Aim of the exercise
Answer these from the bylaws excerpt below:
1. On what date are membership dues payable each year?
2. What percentage of regular constituent dues do members enrolled between July 1 and September 30 pay?
3. By what date must a member's current dues be paid to avoid ceasing to be a member of the AGD?

Study text
..............................

Section 2. Removal From One Jurisdiction to Another

 

A member who has changed the location of his/her practice from the jurisdiction of one constituent AGD to that of another constituent AGD may maintain membership in the original constituent AGD of which he/she is a member for only one (1) full calendar year following that of his/her removal from the jurisdiction of such AGD.

 

CHAPTER V

Dues, Assessments and Processing Fees

 

Section 1. Membership Dues

 

Membership dues shall be payable on the first day of January of each year.  Constituent dues for all constituent members shall be determined by a majority vote by the constituent Board of Directors, in accordance with these Bylaws and are in addition to AGD dues.

 

Eligibility for waived constituent dues by membership classification will be determined by the Constituent Board of Directors.

 

Section 2. Active Members Elected After July 1

 

The dues for members enrolled between July 1 and September 30 shall be fifty (50) percent of regular constituent dues. [AGD dues only unless requested by the constituent or component.]

 

Section 3. Active Members Elected After October 1

 

Active Members Elected after October 1st of any year shall be applied to the next calendar year.

The individual’s date of membership shall be based on the date of receipt of the application.

 

Section 4.  Loss of Membership and Reinstatement

 

A.                      A member whose current dues have not been paid by March 31 of the current   year shall cease to be a member of the AGD; the individual may secure reinstatement by paying the amount due prior to the end of the calendar year.  If, by December 31st of any given year, the amount due remains unpaid, the individual may secure reinstatement as a member for that given year by fully paying his or her dues.  Once such a member is reinstated, he or she may reclaim credit for any continuing education credits he or she obtained while an active member of the AGD.

..............................

Provided information
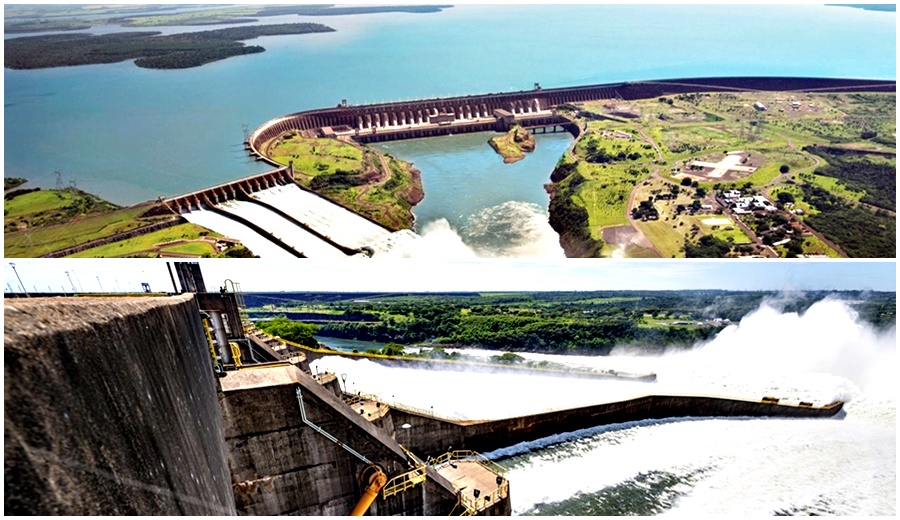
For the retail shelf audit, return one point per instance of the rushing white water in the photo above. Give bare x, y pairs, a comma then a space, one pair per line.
512, 229
733, 466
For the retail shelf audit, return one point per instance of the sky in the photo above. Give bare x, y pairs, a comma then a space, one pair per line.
257, 275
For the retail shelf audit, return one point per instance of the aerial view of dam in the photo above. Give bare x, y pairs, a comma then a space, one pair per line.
660, 150
231, 388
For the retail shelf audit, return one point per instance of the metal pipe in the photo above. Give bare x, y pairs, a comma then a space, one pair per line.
221, 338
377, 479
172, 276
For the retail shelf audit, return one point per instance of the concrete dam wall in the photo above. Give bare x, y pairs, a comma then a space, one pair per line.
111, 408
479, 113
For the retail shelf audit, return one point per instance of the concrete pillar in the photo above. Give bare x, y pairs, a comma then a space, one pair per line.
221, 338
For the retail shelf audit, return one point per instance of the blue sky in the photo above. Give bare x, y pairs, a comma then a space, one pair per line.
481, 275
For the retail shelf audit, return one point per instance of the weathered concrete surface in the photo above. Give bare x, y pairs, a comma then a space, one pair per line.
434, 436
110, 408
280, 465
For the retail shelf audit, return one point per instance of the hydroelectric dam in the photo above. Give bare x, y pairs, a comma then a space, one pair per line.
175, 404
276, 217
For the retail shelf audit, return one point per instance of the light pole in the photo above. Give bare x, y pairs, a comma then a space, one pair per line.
19, 278
74, 290
406, 427
77, 279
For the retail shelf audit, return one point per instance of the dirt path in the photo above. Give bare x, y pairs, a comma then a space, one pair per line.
630, 205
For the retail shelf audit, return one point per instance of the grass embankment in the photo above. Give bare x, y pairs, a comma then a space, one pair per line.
12, 182
372, 184
841, 143
187, 240
513, 145
40, 222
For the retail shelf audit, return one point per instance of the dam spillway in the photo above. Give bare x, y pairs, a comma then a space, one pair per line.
496, 111
275, 217
112, 407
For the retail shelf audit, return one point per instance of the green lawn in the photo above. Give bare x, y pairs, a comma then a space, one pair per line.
150, 241
35, 202
36, 242
314, 156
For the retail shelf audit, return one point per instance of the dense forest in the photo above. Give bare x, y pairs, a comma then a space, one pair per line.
559, 322
861, 233
857, 173
149, 49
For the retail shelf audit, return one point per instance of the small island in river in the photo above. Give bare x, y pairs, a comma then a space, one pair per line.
514, 144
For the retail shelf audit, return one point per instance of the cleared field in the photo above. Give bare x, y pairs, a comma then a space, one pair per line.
773, 132
188, 236
41, 241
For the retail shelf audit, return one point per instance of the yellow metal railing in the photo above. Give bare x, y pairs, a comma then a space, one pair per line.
470, 504
469, 456
402, 482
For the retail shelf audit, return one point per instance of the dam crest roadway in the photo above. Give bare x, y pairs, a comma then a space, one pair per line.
276, 217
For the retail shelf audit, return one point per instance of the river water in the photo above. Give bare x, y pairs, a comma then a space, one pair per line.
131, 134
733, 466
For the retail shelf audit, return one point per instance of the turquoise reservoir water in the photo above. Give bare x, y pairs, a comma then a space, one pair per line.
130, 134
495, 209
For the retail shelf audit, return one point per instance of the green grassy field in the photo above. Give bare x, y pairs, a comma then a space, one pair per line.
353, 176
704, 127
43, 240
150, 244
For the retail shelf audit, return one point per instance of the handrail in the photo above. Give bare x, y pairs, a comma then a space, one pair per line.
470, 456
404, 481
323, 432
472, 504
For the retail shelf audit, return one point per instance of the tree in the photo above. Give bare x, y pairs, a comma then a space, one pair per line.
508, 358
295, 331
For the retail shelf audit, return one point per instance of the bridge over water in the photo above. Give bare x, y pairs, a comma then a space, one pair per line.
273, 212
495, 112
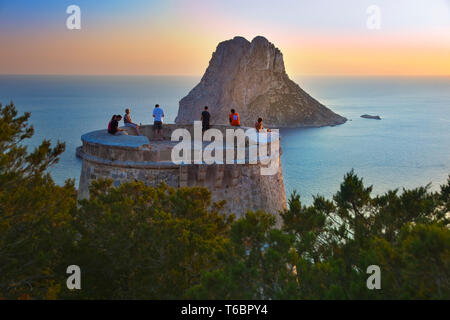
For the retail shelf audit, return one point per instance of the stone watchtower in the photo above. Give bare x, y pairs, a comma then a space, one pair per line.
139, 158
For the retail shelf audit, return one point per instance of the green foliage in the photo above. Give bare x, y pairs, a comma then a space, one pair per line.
34, 212
141, 242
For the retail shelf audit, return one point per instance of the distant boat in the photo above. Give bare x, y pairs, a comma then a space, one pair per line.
368, 116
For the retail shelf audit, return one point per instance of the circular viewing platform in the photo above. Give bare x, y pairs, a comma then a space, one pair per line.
242, 183
144, 151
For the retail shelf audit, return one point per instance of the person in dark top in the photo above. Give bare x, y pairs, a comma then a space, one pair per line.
114, 128
129, 123
109, 124
259, 126
205, 119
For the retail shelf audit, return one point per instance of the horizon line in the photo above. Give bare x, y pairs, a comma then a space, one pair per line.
201, 75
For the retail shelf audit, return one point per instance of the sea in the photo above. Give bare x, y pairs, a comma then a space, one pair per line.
409, 147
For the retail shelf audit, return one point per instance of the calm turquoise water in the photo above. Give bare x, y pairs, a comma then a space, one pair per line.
409, 147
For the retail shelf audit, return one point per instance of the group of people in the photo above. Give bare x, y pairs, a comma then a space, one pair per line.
158, 116
233, 119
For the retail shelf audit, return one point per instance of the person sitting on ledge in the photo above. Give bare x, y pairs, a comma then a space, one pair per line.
158, 115
234, 118
129, 123
259, 126
114, 128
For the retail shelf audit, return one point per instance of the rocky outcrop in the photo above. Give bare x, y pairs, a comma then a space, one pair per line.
251, 78
368, 116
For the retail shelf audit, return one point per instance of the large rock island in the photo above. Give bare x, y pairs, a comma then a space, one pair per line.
251, 78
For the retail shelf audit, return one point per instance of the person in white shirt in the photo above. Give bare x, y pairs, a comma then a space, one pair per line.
158, 115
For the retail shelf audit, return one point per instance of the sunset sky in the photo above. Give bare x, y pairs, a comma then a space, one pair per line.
177, 37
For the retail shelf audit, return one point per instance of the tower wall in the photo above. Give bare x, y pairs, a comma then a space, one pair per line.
124, 160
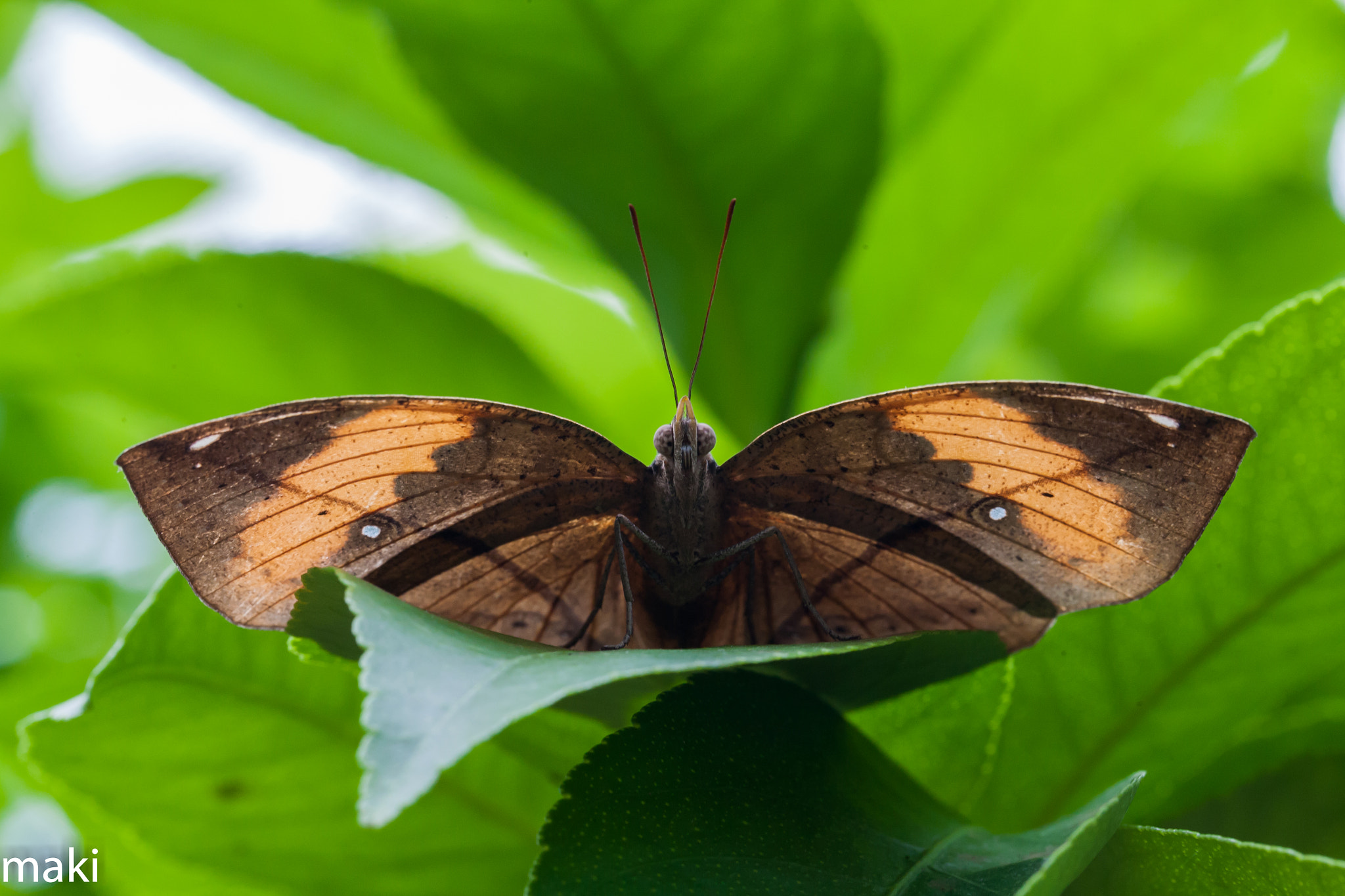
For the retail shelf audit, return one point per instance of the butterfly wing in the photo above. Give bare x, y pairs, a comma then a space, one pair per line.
1051, 498
395, 489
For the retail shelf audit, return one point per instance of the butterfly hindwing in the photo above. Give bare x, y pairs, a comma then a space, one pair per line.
390, 488
1038, 492
860, 587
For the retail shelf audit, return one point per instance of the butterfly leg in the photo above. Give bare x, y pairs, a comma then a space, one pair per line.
626, 582
747, 544
598, 601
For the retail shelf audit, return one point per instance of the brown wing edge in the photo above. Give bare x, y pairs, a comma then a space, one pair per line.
141, 461
1047, 389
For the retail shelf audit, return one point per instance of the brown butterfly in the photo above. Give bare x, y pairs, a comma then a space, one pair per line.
988, 505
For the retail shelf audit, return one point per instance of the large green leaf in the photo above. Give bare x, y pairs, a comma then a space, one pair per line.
741, 784
437, 688
1297, 806
1247, 631
215, 748
678, 106
1086, 191
1179, 863
512, 257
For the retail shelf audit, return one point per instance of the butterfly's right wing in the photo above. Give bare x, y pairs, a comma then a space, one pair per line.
1049, 496
397, 490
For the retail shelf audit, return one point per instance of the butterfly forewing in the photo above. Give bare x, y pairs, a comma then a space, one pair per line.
390, 488
1042, 494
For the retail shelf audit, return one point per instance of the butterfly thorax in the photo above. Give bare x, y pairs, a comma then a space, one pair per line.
682, 508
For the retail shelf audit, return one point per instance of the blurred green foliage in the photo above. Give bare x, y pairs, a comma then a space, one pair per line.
1066, 190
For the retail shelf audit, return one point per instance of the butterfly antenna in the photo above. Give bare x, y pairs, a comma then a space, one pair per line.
711, 304
650, 281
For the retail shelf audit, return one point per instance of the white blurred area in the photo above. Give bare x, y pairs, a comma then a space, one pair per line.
104, 108
65, 526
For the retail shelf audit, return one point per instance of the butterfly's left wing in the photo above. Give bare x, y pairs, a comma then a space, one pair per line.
416, 495
1042, 498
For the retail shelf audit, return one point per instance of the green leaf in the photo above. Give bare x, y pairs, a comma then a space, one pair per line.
1178, 863
1297, 806
743, 784
437, 688
667, 105
39, 227
1153, 194
513, 258
125, 349
219, 752
1243, 641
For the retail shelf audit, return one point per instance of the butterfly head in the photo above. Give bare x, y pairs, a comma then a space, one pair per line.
684, 440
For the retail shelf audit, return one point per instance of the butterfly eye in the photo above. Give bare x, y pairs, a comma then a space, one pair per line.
663, 440
704, 438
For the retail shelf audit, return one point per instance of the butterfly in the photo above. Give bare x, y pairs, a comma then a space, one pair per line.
988, 505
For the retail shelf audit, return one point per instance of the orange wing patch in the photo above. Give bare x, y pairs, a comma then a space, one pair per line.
1069, 513
1086, 495
248, 504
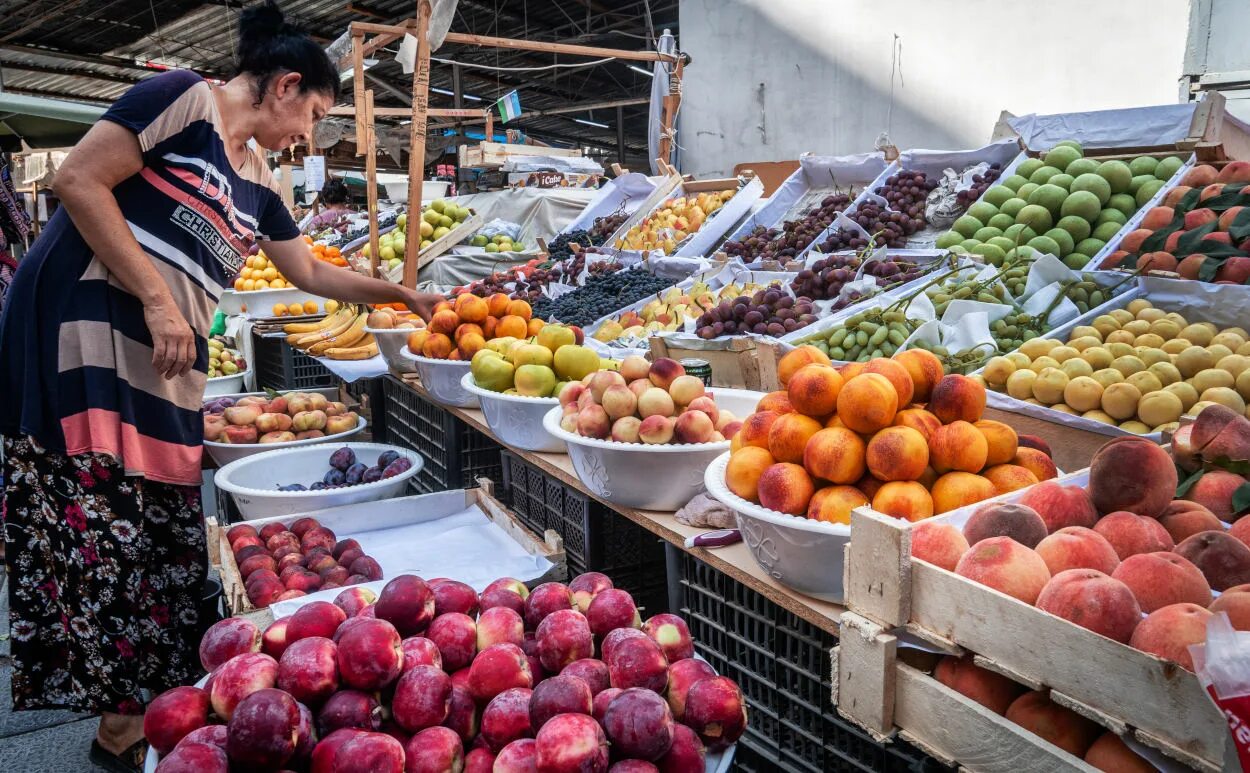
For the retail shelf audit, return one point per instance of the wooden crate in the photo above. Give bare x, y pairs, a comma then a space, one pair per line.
1126, 691
549, 545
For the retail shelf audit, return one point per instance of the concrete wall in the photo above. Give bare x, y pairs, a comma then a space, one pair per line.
776, 78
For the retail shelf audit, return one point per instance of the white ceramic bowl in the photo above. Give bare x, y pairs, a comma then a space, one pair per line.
441, 379
254, 480
796, 552
225, 453
648, 477
516, 419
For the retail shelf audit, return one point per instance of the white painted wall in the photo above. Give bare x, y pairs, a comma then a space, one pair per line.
776, 78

..............................

Expected answer
1. The first day of January.
2. Fifty (50) percent.
3. March 31 of the current year.